24  Linear Least Squares

24.1 The question

“If I know how long a pregnancy is, how well can I predict birth weight?”

Correlation (Chapter 7) told us whether two variables are related. Least squares tells us how — by fitting the best straight line through the data.


24.2 The least squares fit

We want a line \hat{y} = \alpha + \beta x that best fits the data. “Best” means minimising the sum of squared errors:

\text{SSE} \;=\; \sum_{i=1}^n (y_i - \hat{y}_i)^2 \;=\; \sum_{i=1}^n (y_i - \alpha - \beta x_i)^2

Why squared? Squaring penalises large errors more than small ones, and produces a smooth function we can minimise analytically.

Setting derivatives to zero gives the normal equations:

\hat{\beta} \;=\; \frac{\operatorname{Cov}(X, Y)}{\operatorname{Var}(X)} \;=\; r \cdot \frac{\sigma_Y}{\sigma_X}, \qquad \hat{\alpha} \;=\; \bar{y} - \hat{\beta}\bar{x}

The line always passes through (\bar{x}, \bar{y}).


24.3 Fit on NSFG

import sys, os
import numpy as np
import matplotlib.pyplot as plt
from scipy import stats

sys.path.insert(0, os.path.dirname(os.path.abspath("__file__")) or ".")
from _nsfg import load_groups, COLORS

live, _, _ = load_groups()

df = live[["prglngth", "totalwgt_lb"]].dropna()
df = df[(df["totalwgt_lb"] > 0) & (df["totalwgt_lb"] < 20)]
df = df[(df["prglngth"] >= 27) & (df["prglngth"] <= 44)]
x = df["prglngth"].values.astype(float)
y = df["totalwgt_lb"].values.astype(float)


def least_squares(x, y):
    cov_xy = np.mean((x - x.mean()) * (y - y.mean()))
    var_x  = np.mean((x - x.mean()) ** 2)
    beta  = cov_xy / var_x
    alpha = y.mean() - beta * x.mean()
    return alpha, beta


alpha, beta = least_squares(x, y)

[Exercise]:
Which names does the least_squares function in the linear least squares text above assign values to inside its body?

[Raw records]:
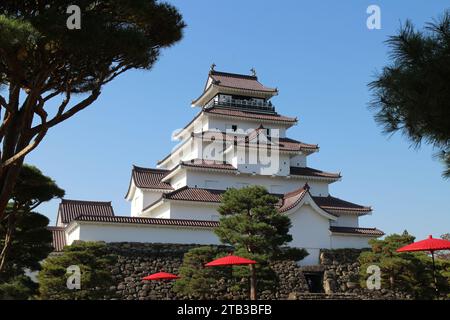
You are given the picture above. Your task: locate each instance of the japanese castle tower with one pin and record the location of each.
(236, 139)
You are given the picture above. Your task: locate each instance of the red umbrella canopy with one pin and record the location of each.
(229, 261)
(430, 244)
(161, 276)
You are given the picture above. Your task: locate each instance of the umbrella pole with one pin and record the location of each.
(434, 274)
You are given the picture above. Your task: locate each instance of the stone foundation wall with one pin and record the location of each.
(340, 269)
(341, 275)
(136, 260)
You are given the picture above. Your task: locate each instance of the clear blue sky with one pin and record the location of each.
(319, 54)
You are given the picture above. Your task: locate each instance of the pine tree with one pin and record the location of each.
(408, 272)
(251, 224)
(196, 280)
(94, 262)
(412, 93)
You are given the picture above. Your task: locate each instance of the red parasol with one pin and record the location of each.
(161, 276)
(230, 261)
(431, 244)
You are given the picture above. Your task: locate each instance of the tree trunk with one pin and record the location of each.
(10, 227)
(253, 295)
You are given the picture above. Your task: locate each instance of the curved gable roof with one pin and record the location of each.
(70, 209)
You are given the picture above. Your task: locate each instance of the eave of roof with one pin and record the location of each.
(148, 179)
(204, 195)
(374, 232)
(58, 237)
(69, 209)
(149, 221)
(254, 116)
(224, 82)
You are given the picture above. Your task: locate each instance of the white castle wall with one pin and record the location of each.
(349, 241)
(346, 220)
(143, 233)
(310, 230)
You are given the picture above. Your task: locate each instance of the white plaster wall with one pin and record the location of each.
(146, 233)
(346, 220)
(349, 241)
(162, 211)
(178, 180)
(262, 162)
(197, 179)
(310, 231)
(200, 211)
(298, 160)
(73, 235)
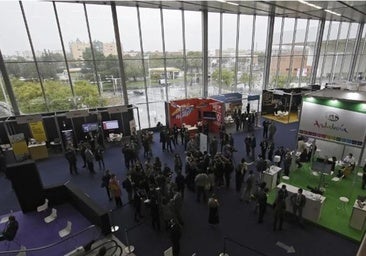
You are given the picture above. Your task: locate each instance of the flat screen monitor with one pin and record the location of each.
(90, 127)
(110, 125)
(209, 115)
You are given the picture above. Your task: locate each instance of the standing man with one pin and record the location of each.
(175, 235)
(253, 144)
(272, 130)
(280, 208)
(298, 202)
(248, 143)
(265, 129)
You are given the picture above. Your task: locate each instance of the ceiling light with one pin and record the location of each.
(335, 13)
(232, 3)
(309, 4)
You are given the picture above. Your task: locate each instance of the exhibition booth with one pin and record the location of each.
(333, 121)
(35, 136)
(283, 105)
(196, 112)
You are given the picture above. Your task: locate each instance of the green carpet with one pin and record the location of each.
(331, 218)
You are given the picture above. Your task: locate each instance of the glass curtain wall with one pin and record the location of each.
(336, 52)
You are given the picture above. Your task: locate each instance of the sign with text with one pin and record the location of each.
(332, 124)
(28, 119)
(77, 113)
(117, 109)
(37, 130)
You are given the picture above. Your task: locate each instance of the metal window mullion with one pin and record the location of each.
(303, 50)
(119, 52)
(279, 51)
(289, 74)
(164, 53)
(345, 49)
(143, 64)
(204, 59)
(237, 52)
(268, 51)
(64, 51)
(356, 49)
(325, 51)
(8, 86)
(252, 53)
(317, 48)
(34, 56)
(92, 49)
(335, 54)
(184, 54)
(359, 39)
(220, 55)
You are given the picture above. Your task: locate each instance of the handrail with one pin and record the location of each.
(115, 246)
(52, 244)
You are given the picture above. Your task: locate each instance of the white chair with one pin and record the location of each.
(43, 207)
(22, 251)
(51, 217)
(65, 231)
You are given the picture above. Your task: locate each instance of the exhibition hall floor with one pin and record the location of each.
(332, 216)
(292, 118)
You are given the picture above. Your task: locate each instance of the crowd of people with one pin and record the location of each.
(154, 188)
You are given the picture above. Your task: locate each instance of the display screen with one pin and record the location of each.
(90, 127)
(209, 115)
(110, 125)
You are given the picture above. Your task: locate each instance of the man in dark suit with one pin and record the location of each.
(298, 202)
(10, 230)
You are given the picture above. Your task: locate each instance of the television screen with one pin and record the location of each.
(209, 115)
(89, 127)
(110, 125)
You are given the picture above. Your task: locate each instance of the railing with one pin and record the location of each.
(51, 249)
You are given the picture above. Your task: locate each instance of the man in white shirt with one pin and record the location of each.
(349, 160)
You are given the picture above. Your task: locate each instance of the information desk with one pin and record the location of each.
(271, 175)
(38, 151)
(314, 202)
(358, 216)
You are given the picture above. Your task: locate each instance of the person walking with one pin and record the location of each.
(115, 188)
(175, 233)
(71, 159)
(280, 208)
(298, 202)
(213, 210)
(105, 183)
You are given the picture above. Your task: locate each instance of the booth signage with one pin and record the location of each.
(332, 124)
(117, 109)
(28, 119)
(38, 131)
(77, 113)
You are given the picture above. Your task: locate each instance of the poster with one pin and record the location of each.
(38, 131)
(332, 124)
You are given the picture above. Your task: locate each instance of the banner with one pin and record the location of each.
(37, 130)
(332, 124)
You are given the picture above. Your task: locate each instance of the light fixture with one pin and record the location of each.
(232, 3)
(335, 13)
(311, 5)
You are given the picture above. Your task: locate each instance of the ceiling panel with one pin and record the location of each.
(353, 11)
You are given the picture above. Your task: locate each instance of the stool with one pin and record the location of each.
(343, 203)
(285, 177)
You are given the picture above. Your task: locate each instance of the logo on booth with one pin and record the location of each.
(331, 116)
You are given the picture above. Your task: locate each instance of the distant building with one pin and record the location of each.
(78, 47)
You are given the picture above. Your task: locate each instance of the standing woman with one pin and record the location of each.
(213, 210)
(115, 188)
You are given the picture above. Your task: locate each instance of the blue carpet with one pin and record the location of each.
(237, 220)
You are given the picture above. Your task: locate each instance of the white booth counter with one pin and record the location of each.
(271, 175)
(358, 216)
(314, 202)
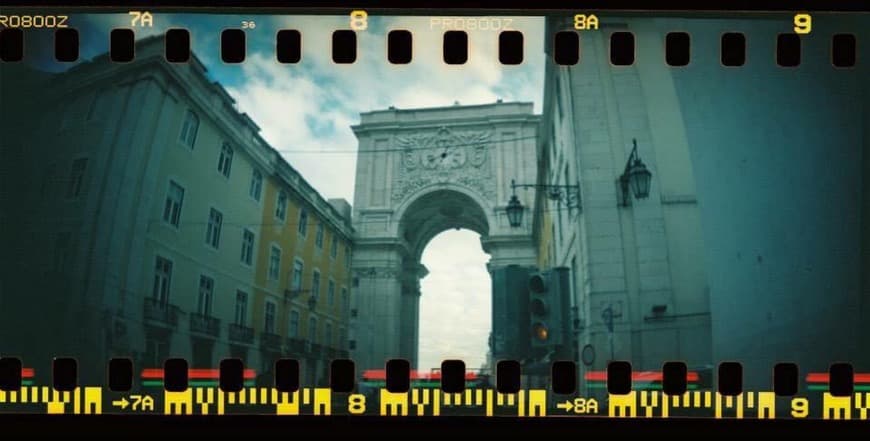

[Final answer]:
cov_xy, var_x, beta, alpha